At this point we knew the problem wasn’t on our end, but that still left us with frustrated users. Our users have very high expectations of Kerika’s product quality and customer service, and we couldn’t explain the problem or manage expectations.

As software professionals ourselves, we are entirely sympathetic to others facing bugs or outages: we suffer these too, all the time, and take no pleasure in casting stones. But we do think Google could have done a better job of notifying people that there was a problem, so we could manage our users’ expectations accordingly.

This is what we try to do ourselves: when we find a bug, we reach out, proactively, to our users to let them know they were affected. We try to provide an honest description of what happened (if it’s a bug in Kerika, we are candid about it), and we provide updates while we work to fix the bug, and then we reach out to them later to make sure our fix works.

Here’s how our users react to our outreach:

“AWESOME! thanks! I’m recommending you to all my friends.” — a church pastor in Florida

“Woo! Yes. Thanks very much!” — marketing manager in Colorado

“WOW!  So impressed with your response time and thoughtfulness.” — small business owner in California

We concluded that any alternative cloud platform we chose had to come from a company that was more transparent and accessible: we wanted to be able to able to report problems and get them fixed, and most importantly, we wanted reliable channels of communication. If we know what’s going on with the cloud platform, it becomes much easier to manage our user’s expectations and keep them happy.

The full series:

 

 

Why we are integrating with Box; Part 1: Privacy Overhang

(The first in a series of blog posts explaining why, and how, we are adding Box as a cloud service in addition to our long-standing integration with Google Drive.)

When we first started working on Kerika, back in 2010, Google Docs was an obvious choice for us to integrate with: it was pretty much the only browser-based office suite available (Microsoft Office 365 wasn’t around and Zoho was, and remains, somewhat obscure), and we were quite sure we didn’t want to get in the business of storing people’s desktop files in the cloud.

Google Docs (not yet renamed Google Drive) did have various limitations in terms of the file types it would support, and further limitations on the maximum size permitted of different types of files — the largest spreadsheet that they would support, for example, wasn’t the same size as the largest Word document — but the idea of building Kerika as a pure-browser app was a very appealing one.

## [Dataset extract]
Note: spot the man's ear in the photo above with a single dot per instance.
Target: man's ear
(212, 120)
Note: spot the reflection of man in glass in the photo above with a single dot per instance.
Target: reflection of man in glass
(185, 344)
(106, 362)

## [Exercise brief]
Please rewrite everything from "Here’s how our" down to "keep them happy." in the Kerika blog post, putting "hosting provider" wherever "cloud platform" appears.

## [Correct output]
Here’s how our users react to our outreach:

“AWESOME! thanks! I’m recommending you to all my friends.” — a church pastor in Florida

“Woo! Yes. Thanks very much!” — marketing manager in Colorado

“WOW!  So impressed with your response time and thoughtfulness.” — small business owner in California

We concluded that any alternative hosting provider we chose had to come from a company that was more transparent and accessible: we wanted to be able to able to report problems and get them fixed, and most importantly, we wanted reliable channels of communication. If we know what’s going on with the hosting provider, it becomes much easier to manage our user’s expectations and keep them happy.